PROMPT → Reproduce the material below with every occurrence of "Give" replaced by "Return", leaving everything else unchanged.
::: EXCERPTED RECORDS
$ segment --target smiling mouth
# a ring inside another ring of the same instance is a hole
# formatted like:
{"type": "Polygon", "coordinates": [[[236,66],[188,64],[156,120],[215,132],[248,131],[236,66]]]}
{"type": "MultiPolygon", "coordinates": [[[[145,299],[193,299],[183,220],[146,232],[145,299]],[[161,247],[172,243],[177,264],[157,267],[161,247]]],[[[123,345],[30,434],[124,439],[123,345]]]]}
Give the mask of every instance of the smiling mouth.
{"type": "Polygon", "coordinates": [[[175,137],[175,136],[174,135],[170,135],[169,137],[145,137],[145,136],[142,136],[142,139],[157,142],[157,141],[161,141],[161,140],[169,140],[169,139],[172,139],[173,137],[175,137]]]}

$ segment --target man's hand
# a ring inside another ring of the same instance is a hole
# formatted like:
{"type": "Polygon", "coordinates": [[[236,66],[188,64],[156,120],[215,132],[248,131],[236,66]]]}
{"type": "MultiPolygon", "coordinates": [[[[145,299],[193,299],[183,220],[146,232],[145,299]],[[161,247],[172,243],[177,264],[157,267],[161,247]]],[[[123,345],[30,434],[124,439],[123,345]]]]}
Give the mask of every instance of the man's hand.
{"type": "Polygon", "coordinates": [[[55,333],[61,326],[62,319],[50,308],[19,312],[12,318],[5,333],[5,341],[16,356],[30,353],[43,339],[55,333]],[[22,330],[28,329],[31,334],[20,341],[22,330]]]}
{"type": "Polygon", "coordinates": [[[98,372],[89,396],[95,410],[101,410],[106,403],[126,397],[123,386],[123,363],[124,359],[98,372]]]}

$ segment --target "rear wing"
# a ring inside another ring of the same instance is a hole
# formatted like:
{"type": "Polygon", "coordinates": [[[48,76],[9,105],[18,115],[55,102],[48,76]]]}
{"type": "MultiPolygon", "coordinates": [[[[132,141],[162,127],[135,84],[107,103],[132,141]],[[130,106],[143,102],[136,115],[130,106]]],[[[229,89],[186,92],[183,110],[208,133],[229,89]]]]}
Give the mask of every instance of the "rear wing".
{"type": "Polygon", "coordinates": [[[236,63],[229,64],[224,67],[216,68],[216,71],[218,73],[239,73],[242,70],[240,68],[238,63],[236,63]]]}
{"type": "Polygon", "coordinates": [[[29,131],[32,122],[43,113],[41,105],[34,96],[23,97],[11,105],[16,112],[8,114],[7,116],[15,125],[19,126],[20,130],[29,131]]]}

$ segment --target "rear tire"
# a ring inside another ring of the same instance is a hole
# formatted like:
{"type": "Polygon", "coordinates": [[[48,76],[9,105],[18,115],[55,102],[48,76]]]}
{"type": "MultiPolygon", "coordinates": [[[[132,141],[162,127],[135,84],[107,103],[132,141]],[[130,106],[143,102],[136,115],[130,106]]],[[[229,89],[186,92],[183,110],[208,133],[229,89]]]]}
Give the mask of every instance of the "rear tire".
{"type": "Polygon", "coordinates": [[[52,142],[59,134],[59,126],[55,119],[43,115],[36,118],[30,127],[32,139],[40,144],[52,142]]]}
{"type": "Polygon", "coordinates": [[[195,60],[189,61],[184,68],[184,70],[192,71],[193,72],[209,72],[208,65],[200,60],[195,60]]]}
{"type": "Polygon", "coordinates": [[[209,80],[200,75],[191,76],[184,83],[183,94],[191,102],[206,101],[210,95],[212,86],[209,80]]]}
::::::
EXERCISE OUTPUT →
$ segment --target smiling mouth
# a ring inside another ring of the same instance is a hole
# formatted like:
{"type": "Polygon", "coordinates": [[[236,66],[188,64],[156,120],[215,132],[248,131],[236,66]]]}
{"type": "MultiPolygon", "coordinates": [[[[145,299],[193,299],[183,220],[146,232],[145,299]],[[161,247],[172,243],[177,264],[157,267],[161,247]]],[[[123,345],[30,434],[124,439],[123,345]]]]}
Return the mask of every instance of the smiling mouth.
{"type": "Polygon", "coordinates": [[[175,137],[175,136],[174,135],[170,135],[169,137],[145,137],[145,136],[142,136],[142,139],[157,142],[157,141],[161,141],[161,140],[169,140],[169,139],[172,139],[173,137],[175,137]]]}

$ segment --target man's hand
# a ring inside another ring of the same instance is a hole
# formatted like:
{"type": "Polygon", "coordinates": [[[236,66],[188,64],[156,120],[215,132],[248,131],[236,66]]]}
{"type": "MultiPolygon", "coordinates": [[[[145,299],[193,299],[183,220],[146,232],[145,299]],[[161,247],[172,243],[177,264],[157,267],[161,247]]],[[[123,345],[30,434],[124,439],[123,345]]]]}
Return the mask of every instance of the man's hand.
{"type": "Polygon", "coordinates": [[[55,333],[61,326],[62,319],[50,308],[19,312],[12,318],[5,333],[5,341],[16,356],[30,353],[43,339],[55,333]],[[22,330],[28,329],[31,334],[20,341],[22,330]]]}
{"type": "Polygon", "coordinates": [[[98,372],[89,396],[95,410],[101,410],[106,403],[126,397],[123,386],[123,363],[124,359],[98,372]]]}

$ segment --target "rear wing"
# a ring inside another ring of the same instance is a hole
# formatted like:
{"type": "Polygon", "coordinates": [[[48,76],[9,105],[18,115],[55,102],[48,76]]]}
{"type": "MultiPolygon", "coordinates": [[[[132,141],[162,127],[135,84],[107,103],[132,141]],[[130,106],[143,102],[136,115],[130,106]]],[[[229,89],[186,92],[183,110],[208,133],[229,89]]]]}
Return the mask of every instance of the "rear wing".
{"type": "Polygon", "coordinates": [[[236,63],[229,64],[224,67],[216,68],[216,71],[218,73],[239,73],[242,70],[240,68],[238,63],[236,63]]]}
{"type": "Polygon", "coordinates": [[[29,131],[32,122],[43,113],[41,105],[34,96],[23,97],[11,105],[16,112],[8,114],[7,116],[15,125],[19,126],[20,130],[29,131]]]}

$ segment --target "rear tire"
# a ring inside another ring of the same instance is a hole
# formatted like:
{"type": "Polygon", "coordinates": [[[48,76],[9,105],[18,115],[55,102],[48,76]]]}
{"type": "MultiPolygon", "coordinates": [[[[132,141],[162,127],[135,84],[107,103],[132,141]],[[130,106],[143,102],[136,115],[130,106]]],[[[229,89],[186,92],[183,110],[208,133],[229,89]]]]}
Return the mask of every instance of the "rear tire".
{"type": "Polygon", "coordinates": [[[52,142],[59,134],[59,126],[55,119],[43,115],[36,118],[30,127],[32,139],[40,144],[52,142]]]}
{"type": "Polygon", "coordinates": [[[195,60],[189,61],[184,68],[184,70],[192,71],[193,72],[209,72],[208,65],[200,60],[195,60]]]}
{"type": "Polygon", "coordinates": [[[209,80],[200,75],[191,76],[184,83],[183,94],[191,102],[206,101],[210,95],[212,86],[209,80]]]}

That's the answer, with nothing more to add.